-- Begin --

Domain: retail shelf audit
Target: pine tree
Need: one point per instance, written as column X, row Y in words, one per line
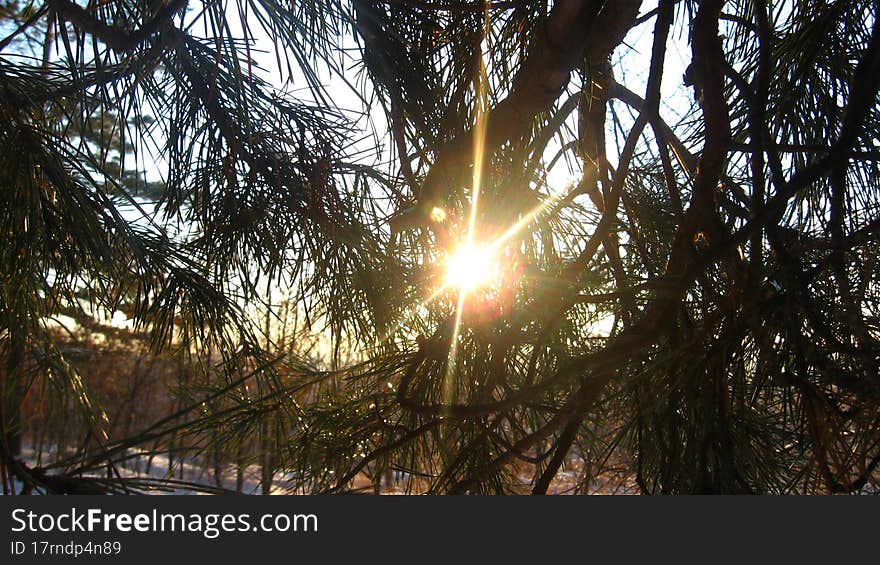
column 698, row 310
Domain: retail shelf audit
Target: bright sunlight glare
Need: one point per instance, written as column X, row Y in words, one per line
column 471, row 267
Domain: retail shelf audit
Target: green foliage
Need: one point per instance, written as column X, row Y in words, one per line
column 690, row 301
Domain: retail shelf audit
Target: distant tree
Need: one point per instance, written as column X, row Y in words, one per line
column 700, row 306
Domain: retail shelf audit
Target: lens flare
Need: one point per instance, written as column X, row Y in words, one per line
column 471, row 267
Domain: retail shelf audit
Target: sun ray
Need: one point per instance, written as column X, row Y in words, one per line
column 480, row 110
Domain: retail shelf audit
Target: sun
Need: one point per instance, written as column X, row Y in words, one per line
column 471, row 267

-- End --
-- Begin --

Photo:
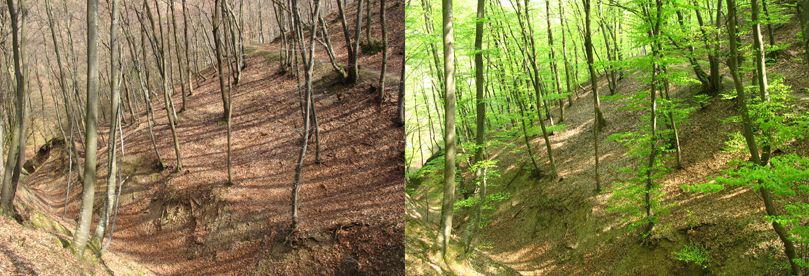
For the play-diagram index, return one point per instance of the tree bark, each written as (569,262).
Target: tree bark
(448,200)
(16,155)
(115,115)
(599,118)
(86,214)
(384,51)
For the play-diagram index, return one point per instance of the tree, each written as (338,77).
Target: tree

-- End --
-- Begin --

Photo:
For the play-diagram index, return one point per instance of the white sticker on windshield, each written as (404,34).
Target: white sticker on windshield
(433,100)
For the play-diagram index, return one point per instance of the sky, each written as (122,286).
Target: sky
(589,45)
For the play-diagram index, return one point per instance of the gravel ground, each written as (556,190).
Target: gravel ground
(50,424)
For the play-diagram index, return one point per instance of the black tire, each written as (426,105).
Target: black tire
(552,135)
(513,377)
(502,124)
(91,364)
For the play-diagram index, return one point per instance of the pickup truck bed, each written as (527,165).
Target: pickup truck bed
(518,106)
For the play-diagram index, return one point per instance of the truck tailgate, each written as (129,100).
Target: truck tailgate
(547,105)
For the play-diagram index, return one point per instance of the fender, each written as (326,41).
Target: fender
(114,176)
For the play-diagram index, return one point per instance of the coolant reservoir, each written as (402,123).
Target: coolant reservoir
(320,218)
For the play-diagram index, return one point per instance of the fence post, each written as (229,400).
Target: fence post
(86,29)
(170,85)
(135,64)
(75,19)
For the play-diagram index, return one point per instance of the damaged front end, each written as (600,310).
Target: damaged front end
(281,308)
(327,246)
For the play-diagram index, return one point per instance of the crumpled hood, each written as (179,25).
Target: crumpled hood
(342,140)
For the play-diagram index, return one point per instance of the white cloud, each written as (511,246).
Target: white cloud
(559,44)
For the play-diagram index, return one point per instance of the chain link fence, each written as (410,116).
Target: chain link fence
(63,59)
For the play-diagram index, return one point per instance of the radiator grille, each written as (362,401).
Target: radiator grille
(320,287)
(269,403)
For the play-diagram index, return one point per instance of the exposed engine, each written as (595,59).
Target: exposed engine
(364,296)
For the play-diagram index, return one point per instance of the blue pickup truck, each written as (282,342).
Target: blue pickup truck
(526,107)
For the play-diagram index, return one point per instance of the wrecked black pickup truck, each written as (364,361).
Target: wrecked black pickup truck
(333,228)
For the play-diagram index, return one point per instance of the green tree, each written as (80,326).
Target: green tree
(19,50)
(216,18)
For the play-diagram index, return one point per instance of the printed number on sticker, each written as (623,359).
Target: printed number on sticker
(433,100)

-- End --

◆ Task objective ◆
Collect every line in the listing above that contains the string "tree", and copy each one in full. Letter case matters.

◆ Answer in full ◆
Target: pine tree
Target: distant tree
For the play-diagram index, return one point per instance of the tree bark, each written as (569,262).
Target: tree bark
For the play-diagram index, return one point per instance of the tree, each written as (338,77).
Target: tree
For the play-diagram index, return one point per instance of the green tree, each written as (80,326).
Target: green tree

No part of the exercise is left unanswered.